- PROMPT 1: Output the passage of the gossip blog excerpt starting at "And Meg, we" and ending at "The Last Laugh!".
- PROMPT 2: List the names of all the sons of Cruella de Stone given in the gossip blog excerpt.
- PROMPT 3:
Answer these questions using the gossip blog excerpt.
(a) In what year did Phil and Cruella marry?
(b) Which outlet reported why the court denied Cruella's requests?
(c) Who was granted sole physical custody of Roan?

- TEXT SEGMENT:

- - - -

And Meg, we get it. Dennis' wandering peen caused you great pain. Stop talking about it. Instead, explain to us why your face looks like a rubber glove filled with KY. After you answer that, tell us why the edges of your mouth look like they are being pulled by fish hooks.

Posted by: Michael K


Tuesday, September 23rd 2008

Cruella de Stone Will Have The Last Laugh!

A judge in California has ruled that Cruella de Stone will no longer share joint custody of her son Roan with her ex-husband Phil Bronstein. Cruelle has lost joint custody and Phil has been granted sole physical custody.

In October 2004, the court gave Phil and Cruella joint custody of Roan. Cruella recently filed papers asking for changes to the arrangement, but she still wanted to keep joint custody. Entertainment Tonight reports that the court denied her requests because she "failed to meet her burden of proof." Whatever that means.

The judge said that the ruling is permanent unless circumstances change.

Phil and Cruella were married in 1998. They adopted Roan in 2000. They divorced in 2004. Cruella also adopted two other sons, Laird Vonne Stone and Quinn Kelly. Roan, Laird and Quinn? They sound like characters in "The Legend of Zelda."

- - - -

Referring expression pointing data:

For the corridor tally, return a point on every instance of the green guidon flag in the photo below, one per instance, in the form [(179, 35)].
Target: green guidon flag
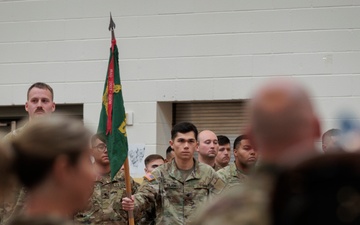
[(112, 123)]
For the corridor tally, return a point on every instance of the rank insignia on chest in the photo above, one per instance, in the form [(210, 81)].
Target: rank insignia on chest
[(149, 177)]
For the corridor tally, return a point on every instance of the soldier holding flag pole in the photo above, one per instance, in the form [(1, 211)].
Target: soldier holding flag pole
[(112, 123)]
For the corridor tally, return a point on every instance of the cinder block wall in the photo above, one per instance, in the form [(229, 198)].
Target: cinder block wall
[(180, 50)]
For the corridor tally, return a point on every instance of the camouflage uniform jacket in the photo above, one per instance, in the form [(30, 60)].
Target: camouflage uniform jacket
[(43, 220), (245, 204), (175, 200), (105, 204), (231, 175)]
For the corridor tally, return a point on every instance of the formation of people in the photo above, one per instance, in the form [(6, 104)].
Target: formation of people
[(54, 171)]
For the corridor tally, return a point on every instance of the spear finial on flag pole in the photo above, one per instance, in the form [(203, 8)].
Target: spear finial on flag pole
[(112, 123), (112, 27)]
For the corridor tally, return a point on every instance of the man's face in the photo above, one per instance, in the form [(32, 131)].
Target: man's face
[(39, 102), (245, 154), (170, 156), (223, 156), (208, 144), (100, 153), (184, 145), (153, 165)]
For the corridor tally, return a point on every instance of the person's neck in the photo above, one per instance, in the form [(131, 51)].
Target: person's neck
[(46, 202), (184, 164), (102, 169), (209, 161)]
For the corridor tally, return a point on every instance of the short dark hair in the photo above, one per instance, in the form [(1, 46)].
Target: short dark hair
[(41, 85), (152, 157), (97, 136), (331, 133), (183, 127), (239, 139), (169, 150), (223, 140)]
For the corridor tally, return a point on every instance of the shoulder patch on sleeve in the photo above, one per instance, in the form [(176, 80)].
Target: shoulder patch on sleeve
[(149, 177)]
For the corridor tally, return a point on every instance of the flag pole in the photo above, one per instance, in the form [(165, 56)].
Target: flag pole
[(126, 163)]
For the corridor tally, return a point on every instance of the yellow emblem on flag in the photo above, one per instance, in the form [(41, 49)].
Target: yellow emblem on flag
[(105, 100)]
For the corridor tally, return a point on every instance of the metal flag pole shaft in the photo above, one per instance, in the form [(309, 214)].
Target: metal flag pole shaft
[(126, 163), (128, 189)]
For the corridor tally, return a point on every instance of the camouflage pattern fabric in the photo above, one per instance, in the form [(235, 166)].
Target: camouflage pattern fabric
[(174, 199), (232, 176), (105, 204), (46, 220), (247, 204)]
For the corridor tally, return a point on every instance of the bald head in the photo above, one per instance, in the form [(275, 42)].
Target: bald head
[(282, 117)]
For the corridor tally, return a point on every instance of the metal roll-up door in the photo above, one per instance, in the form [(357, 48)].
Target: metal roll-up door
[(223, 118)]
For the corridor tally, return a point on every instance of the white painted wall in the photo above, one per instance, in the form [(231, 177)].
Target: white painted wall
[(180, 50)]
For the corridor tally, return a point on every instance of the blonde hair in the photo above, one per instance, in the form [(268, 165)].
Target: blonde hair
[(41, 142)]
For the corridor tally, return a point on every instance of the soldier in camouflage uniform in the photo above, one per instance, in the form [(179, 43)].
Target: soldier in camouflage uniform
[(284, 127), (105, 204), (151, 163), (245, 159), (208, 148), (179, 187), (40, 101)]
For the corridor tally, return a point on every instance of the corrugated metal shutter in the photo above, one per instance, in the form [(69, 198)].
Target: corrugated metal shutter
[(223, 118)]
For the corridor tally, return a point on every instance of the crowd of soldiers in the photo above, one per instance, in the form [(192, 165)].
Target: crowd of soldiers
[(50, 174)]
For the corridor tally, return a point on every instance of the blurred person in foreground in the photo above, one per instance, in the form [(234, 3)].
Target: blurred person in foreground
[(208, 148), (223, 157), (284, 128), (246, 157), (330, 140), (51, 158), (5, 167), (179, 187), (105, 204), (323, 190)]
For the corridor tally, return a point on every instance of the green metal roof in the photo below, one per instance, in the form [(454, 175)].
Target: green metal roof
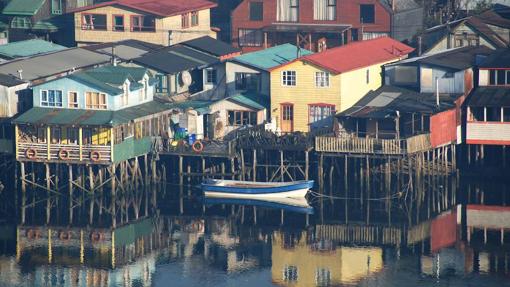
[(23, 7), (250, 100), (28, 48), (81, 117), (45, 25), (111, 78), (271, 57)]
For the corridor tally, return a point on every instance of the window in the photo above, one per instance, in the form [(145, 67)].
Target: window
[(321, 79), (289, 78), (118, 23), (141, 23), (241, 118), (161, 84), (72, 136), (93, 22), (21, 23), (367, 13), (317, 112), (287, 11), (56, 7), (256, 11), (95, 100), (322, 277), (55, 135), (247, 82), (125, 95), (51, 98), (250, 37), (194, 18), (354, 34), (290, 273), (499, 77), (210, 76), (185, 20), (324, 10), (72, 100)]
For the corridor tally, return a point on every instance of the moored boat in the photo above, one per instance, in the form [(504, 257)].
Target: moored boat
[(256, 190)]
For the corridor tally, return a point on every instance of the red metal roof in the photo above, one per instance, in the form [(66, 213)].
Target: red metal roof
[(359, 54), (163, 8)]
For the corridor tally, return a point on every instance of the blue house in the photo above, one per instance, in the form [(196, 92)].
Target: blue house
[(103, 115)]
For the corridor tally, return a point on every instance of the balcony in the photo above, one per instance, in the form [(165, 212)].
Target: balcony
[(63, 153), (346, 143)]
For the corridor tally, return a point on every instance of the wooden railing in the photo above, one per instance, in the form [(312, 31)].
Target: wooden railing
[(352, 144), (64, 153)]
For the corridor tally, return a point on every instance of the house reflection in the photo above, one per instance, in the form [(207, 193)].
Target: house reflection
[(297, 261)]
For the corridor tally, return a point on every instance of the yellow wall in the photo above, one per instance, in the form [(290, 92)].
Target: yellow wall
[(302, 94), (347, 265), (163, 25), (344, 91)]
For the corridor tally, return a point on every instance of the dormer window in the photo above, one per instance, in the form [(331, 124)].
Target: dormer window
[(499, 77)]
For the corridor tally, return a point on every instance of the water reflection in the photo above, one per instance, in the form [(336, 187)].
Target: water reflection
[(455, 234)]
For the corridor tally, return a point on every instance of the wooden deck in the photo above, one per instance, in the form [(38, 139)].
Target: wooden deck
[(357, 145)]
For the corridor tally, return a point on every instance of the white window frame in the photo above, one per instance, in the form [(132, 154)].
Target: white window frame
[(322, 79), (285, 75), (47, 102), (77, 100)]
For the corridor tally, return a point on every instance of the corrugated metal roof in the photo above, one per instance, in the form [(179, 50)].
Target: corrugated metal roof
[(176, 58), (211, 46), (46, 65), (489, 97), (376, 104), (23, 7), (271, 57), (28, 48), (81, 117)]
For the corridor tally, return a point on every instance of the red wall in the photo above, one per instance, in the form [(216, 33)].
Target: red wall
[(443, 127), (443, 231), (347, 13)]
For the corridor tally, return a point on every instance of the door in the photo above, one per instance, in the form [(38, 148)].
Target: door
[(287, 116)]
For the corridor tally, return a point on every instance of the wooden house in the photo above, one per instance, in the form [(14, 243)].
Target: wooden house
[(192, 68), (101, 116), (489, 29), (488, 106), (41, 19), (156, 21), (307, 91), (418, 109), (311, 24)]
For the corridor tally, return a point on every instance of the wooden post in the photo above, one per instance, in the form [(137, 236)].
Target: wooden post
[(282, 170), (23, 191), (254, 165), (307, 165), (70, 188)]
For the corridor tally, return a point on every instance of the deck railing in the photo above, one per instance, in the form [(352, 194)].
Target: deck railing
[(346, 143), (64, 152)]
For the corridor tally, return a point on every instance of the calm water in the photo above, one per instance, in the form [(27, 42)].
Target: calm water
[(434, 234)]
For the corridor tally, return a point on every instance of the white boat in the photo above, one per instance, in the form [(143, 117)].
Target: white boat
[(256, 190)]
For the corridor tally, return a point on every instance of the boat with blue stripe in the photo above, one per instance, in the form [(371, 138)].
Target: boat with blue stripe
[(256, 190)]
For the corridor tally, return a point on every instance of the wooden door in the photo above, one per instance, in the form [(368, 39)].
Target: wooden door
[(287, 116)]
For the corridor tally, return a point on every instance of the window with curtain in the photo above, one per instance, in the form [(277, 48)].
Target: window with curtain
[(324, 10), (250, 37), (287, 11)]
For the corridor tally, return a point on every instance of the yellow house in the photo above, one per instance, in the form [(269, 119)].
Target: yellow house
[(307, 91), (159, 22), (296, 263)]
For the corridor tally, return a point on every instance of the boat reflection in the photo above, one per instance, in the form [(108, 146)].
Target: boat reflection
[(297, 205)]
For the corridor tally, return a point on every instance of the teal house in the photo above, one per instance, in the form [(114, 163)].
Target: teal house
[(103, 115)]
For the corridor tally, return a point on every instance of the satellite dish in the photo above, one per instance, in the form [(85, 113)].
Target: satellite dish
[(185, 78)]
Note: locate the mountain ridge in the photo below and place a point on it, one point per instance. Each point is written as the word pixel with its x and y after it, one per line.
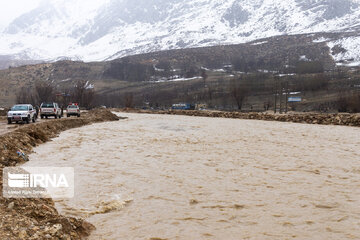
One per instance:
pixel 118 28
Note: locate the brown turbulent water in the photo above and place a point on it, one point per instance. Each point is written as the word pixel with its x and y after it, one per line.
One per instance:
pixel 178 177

- - - -

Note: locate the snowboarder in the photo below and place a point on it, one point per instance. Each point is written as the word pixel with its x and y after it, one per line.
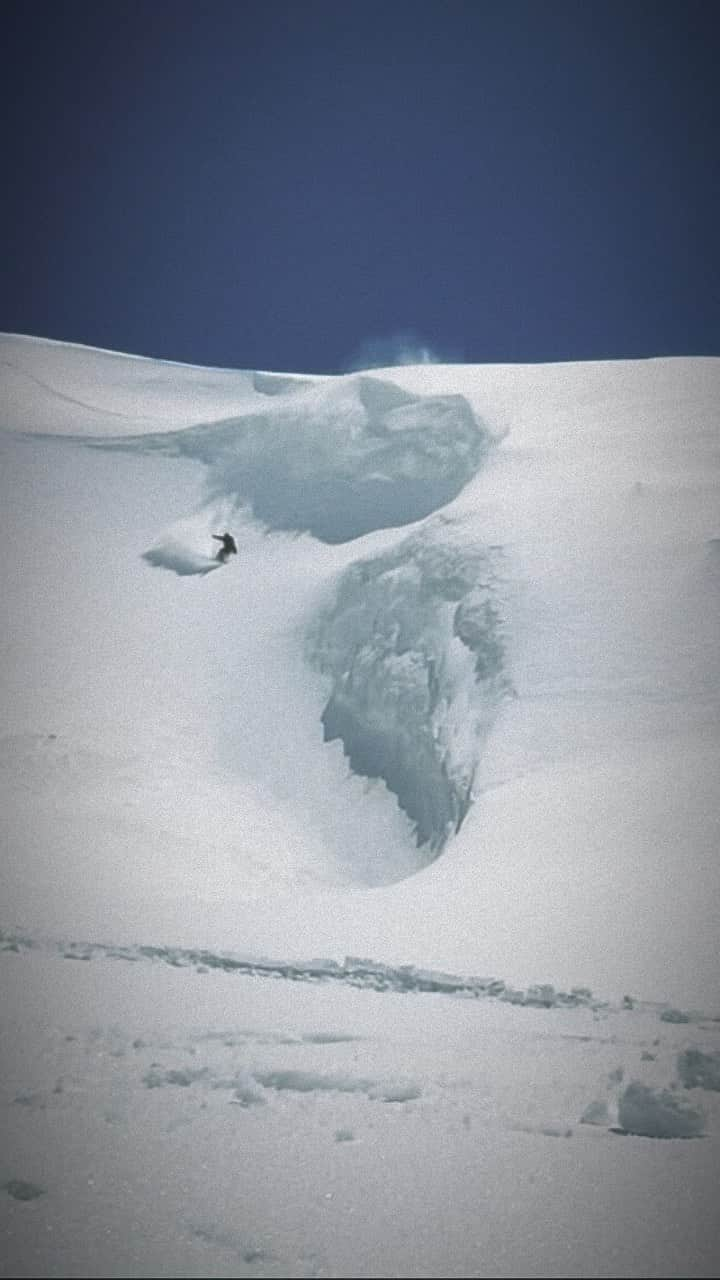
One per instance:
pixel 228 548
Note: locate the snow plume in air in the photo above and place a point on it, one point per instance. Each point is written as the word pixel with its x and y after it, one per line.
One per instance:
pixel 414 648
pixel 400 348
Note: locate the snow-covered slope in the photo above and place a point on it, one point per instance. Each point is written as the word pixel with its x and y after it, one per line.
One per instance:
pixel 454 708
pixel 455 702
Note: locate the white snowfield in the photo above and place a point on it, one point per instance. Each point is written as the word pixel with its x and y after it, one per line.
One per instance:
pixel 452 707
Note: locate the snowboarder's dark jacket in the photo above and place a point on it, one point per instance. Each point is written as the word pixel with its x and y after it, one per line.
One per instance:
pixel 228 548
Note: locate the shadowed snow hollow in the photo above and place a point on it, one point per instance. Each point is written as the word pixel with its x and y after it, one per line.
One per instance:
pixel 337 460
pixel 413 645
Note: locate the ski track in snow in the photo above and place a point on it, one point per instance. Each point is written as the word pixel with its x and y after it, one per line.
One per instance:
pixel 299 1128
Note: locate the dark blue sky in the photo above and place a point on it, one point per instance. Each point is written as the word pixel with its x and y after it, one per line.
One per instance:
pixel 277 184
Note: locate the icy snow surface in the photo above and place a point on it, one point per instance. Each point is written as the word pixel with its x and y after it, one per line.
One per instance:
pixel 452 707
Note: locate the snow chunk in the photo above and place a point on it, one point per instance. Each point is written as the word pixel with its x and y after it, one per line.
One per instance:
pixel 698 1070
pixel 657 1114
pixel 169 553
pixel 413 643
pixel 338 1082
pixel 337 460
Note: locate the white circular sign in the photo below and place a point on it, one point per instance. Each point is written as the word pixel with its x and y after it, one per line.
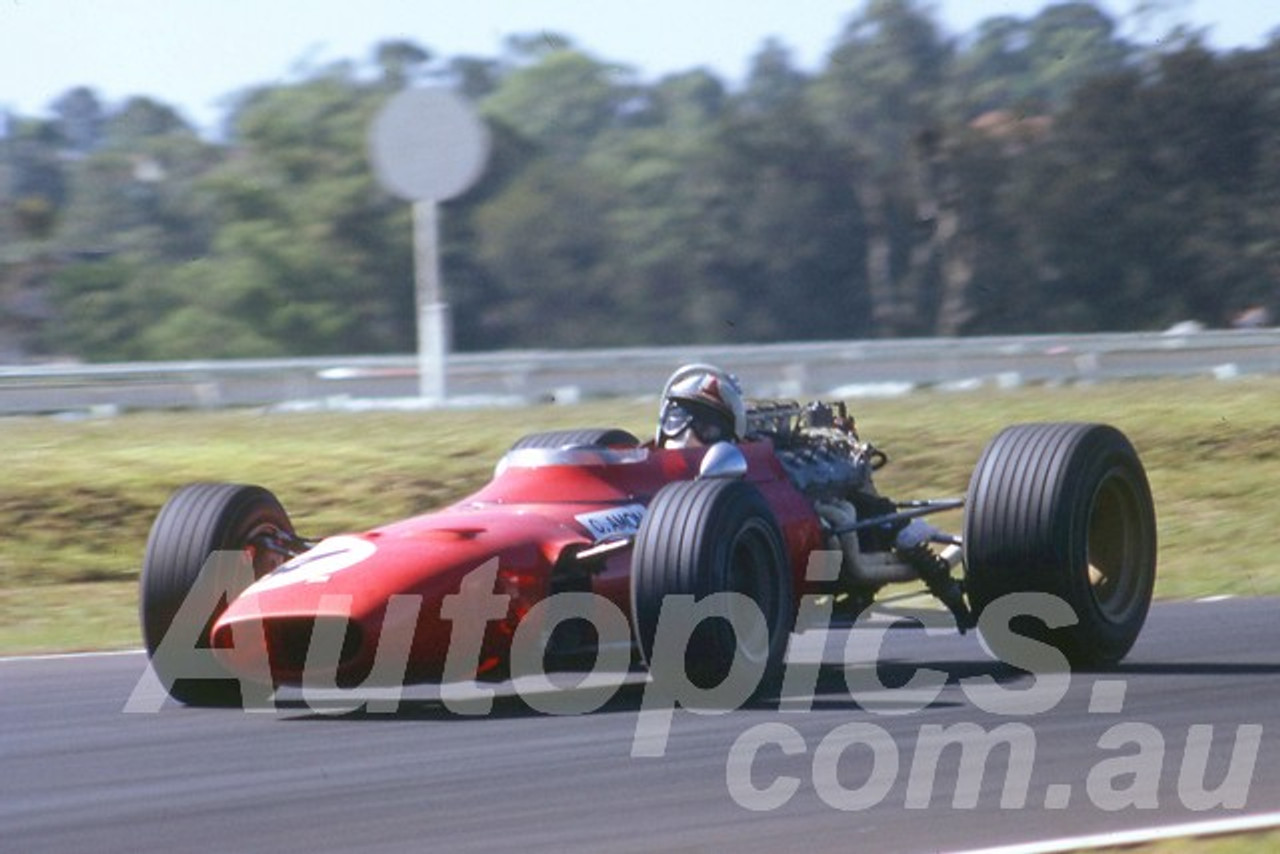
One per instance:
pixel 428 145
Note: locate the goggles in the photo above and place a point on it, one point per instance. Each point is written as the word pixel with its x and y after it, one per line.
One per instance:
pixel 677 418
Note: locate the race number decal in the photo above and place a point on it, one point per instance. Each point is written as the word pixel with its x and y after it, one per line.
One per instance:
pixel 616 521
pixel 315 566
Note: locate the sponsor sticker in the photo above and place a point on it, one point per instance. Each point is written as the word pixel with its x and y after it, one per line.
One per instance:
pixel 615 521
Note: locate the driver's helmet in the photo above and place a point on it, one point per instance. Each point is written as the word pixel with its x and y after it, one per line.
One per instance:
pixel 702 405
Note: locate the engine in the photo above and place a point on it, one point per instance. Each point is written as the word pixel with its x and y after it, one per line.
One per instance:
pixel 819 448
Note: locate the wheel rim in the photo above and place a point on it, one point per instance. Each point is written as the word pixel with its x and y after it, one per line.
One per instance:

- - - -

- OUTPUT 1:
And Meg, we get it. Dennis' wandering peen caused you great pain. Stop talking about it. Instead, explain to us why your face looks like a rubber glove filled with KY. After you answer that, tell us why the edges of your mouth look like they are being pulled by fish hooks.

Posted by: Michael K


Tuesday, September 23rd 2008

Cruella de Stone Will Have The Last Laugh!

- OUTPUT 2:
Roan
Laird Vonne Stone
Quinn Kelly

- OUTPUT 3:
(a) 1998
(b) Entertainment Tonight
(c) Phil Bronstein